WHAT THE EXERCISE ASKS :: Gather every line of the material below that contains the string "leafy", matching its case exactly.
------------------------------------------------------------
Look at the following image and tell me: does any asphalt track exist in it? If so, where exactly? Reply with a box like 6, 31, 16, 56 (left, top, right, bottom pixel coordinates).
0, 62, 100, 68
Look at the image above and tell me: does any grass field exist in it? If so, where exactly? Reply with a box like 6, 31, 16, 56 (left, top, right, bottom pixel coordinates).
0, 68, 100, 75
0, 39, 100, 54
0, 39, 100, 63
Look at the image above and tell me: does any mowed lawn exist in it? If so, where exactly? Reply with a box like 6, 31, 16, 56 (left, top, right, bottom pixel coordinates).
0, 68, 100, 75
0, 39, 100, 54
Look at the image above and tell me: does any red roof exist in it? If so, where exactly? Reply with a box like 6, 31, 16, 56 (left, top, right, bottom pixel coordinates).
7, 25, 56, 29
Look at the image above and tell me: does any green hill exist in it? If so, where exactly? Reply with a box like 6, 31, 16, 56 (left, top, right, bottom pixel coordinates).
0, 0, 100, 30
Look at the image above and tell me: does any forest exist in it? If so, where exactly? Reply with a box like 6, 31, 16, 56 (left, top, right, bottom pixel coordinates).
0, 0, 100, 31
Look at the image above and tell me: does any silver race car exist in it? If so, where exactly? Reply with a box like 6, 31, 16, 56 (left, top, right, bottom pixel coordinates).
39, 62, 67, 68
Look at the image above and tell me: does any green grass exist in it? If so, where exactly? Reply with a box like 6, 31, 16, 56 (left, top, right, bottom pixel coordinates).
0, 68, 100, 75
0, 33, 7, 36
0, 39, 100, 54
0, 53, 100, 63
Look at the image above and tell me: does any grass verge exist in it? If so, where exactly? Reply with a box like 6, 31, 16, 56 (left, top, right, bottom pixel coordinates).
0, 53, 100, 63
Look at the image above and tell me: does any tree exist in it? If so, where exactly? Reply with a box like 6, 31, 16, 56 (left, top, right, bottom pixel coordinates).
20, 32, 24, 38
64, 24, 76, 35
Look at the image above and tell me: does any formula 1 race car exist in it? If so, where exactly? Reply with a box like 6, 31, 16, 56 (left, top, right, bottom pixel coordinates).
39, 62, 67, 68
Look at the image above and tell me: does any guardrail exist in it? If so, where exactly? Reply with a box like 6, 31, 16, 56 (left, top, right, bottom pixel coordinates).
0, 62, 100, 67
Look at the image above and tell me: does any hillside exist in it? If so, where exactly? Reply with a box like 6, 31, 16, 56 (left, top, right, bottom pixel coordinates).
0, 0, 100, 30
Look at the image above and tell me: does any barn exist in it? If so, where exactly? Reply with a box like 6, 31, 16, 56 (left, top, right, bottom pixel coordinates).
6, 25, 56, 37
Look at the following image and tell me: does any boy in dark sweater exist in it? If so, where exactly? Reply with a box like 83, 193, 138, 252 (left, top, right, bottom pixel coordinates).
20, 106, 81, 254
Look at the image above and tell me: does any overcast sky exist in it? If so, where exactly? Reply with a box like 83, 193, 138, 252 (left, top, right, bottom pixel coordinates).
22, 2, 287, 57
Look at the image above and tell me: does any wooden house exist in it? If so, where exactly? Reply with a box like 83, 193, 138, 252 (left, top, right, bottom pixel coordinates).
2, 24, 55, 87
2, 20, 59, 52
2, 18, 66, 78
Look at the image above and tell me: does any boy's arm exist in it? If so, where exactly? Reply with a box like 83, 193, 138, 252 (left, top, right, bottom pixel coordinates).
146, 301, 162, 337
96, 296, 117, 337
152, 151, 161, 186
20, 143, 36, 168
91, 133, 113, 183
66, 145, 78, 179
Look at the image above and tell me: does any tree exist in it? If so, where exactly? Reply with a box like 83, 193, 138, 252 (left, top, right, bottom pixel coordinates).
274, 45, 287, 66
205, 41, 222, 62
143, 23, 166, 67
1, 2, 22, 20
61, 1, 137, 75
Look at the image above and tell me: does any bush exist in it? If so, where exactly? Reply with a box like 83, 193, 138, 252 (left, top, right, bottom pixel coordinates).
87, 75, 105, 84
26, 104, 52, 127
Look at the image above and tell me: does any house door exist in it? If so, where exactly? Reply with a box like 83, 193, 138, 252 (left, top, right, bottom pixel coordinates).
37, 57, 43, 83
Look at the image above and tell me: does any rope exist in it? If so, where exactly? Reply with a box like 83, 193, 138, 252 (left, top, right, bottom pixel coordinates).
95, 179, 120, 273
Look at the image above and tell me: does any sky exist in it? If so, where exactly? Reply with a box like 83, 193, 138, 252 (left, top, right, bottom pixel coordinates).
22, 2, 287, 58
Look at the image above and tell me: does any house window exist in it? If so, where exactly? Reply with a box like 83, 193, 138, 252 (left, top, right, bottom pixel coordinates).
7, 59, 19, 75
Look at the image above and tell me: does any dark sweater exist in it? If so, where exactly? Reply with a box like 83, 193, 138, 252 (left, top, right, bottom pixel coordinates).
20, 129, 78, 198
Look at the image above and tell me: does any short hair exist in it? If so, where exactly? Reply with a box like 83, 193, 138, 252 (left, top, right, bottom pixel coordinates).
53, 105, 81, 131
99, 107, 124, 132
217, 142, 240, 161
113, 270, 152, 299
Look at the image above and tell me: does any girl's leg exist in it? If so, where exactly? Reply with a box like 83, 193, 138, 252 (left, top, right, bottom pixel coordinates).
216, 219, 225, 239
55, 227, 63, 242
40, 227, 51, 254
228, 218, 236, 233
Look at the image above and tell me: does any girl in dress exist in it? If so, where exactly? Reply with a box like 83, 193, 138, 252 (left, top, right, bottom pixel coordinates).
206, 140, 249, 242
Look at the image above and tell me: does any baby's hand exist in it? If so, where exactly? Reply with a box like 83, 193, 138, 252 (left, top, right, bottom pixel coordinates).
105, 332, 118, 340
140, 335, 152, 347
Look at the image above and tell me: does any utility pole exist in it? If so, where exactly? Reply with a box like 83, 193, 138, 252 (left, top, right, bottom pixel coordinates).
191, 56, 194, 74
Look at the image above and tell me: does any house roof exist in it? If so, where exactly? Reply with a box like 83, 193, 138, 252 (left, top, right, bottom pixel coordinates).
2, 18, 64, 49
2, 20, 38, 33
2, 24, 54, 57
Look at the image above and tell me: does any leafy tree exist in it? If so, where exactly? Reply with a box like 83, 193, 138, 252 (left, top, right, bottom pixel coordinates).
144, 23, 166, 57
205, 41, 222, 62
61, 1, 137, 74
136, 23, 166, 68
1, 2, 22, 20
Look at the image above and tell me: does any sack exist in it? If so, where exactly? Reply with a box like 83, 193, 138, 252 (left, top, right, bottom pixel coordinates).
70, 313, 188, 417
------------------------------------------------------------
RESULT OF THIS EXERCISE ::
Look at the image above and tell me: does any leafy tree exist in it? If so, where exactly? Reply with a box like 83, 193, 138, 252 (left, top, right, bottom pixel coordinates).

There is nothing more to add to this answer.